提供テキスト.
^^^^
1. 非血管造影検査とは
この分野には非常に多くの検査がありますが、基本的には「造影剤という薬剤を体内に注入(非血管)し、エックス線撮影をする」というものです。“造影剤”とは「エックス線に対して、その存在が“写る”薬剤」全般をいいます。たとえば、バリウム(正確には硫酸バリウム)などがそうです。ほかにもたくさんの種類がありますが、検査目的に応じてその種類や用法が変わります。
また、これらの検査は検査機器としてエックス線だけでなく、必要に応じて超音波(=“エコー”とよばれることもあります)や内視鏡といった装置も同時に使われることがあります。 “検査”と言いましたが、この部門では単なる検査だけではなく、これら画像診断装置を使い“治療”を行うことも少なくありません。たとえば、内視鏡的逆行性胆道造影(後述)では、その検査の結果必要であれば胆汁の排泄を促す手技(胆石の摘出/胆管-十二指腸吻合部の拡大/胆汁廃出用チューブの留置など)を行ないます。
2. (非血管)造影検査の実際
2-a. 点滴静注尿路造影(DIP,Drip Infusion Pyelography)
腎臓、膀胱及びそれらを連絡する尿管を造影する検査です。これらの形態・機能の把握のほか、腎・尿管・膀胱などの腫瘍、腎結核、腎盂腎炎、水腎症、尿路結石などがこの検査の対象となります。検査前は禁食とし、検査開始直前に排尿していただきます。検査時間はだいたい30~40分ほどで、造影剤という薬剤を点滴しながらエックス線撮影を行なっていきます。
2-b. 胃エックス線検査
検診などでも広く行なわれているため、「バリウムの検査」ということで比較的よく知られている検査だと思います。
患者さまにバリウムという造影剤と、発泡剤という炭酸の粉や錠剤を飲んでいただき,撮影者の指示に従って体を動かしていただきます。体を動かすことによって、胃粘膜にバリウムをよく付着させながら、いろいろな角度で胃全体の写真を撮影していきます。
バリウムがよく付着するほど診断価値の高い写真が出来上がるため、患者さまのご協力が必要となります。
2-c. 大腸エックス線検査
基本的には胃のバリウム検査に似ていますが、大腸の場合では肛門から細い管を挿入し、その管を使ってバリウムを送液していきます。
このとき、体を動かしていきながらバリウムを大腸の最深部まですすめていきます。その後、空気を送り込み、大腸をほどよく膨らめた状態でエックス線撮影をしていきます。
^^^^
入力データ.
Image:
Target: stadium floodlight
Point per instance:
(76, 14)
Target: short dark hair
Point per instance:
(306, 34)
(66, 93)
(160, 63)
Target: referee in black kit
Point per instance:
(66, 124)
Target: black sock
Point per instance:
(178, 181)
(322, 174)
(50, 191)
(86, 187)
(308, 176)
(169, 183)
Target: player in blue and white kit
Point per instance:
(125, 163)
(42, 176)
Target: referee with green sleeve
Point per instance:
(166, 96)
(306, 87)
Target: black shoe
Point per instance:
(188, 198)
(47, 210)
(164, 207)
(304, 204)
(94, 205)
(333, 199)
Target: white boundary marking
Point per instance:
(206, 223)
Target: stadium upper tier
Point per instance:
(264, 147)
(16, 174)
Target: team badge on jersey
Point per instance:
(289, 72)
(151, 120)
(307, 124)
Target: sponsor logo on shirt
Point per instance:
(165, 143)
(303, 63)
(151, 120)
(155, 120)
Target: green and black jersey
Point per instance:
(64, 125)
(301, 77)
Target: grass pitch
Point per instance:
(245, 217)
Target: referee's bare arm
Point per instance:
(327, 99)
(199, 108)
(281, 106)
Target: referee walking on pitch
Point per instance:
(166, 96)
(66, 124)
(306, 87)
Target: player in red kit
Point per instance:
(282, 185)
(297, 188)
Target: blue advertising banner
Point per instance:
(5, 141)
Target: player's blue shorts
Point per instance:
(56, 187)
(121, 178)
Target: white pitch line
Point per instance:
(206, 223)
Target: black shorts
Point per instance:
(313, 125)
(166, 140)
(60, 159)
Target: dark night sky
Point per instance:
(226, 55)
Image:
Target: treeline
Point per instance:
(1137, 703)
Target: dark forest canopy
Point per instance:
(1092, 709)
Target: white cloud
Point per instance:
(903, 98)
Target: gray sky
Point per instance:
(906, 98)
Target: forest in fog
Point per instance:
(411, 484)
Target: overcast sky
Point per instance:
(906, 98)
^^^^
演習問題.
a - 提供テキストによると、点滴静注尿路造影の検査時間はどの程度ですか。
b - 提供テキストで点滴静注尿路造影の対象として挙げられている疾患を、すべて列挙してください。
このデータは、提供テキストとは別の出典から採られたものです。

解答.
a - だいたい30~40分ほどです。

b - 腎・尿管・膀胱などの腫瘍、腎結核、腎盂腎炎、水腎症、尿路結石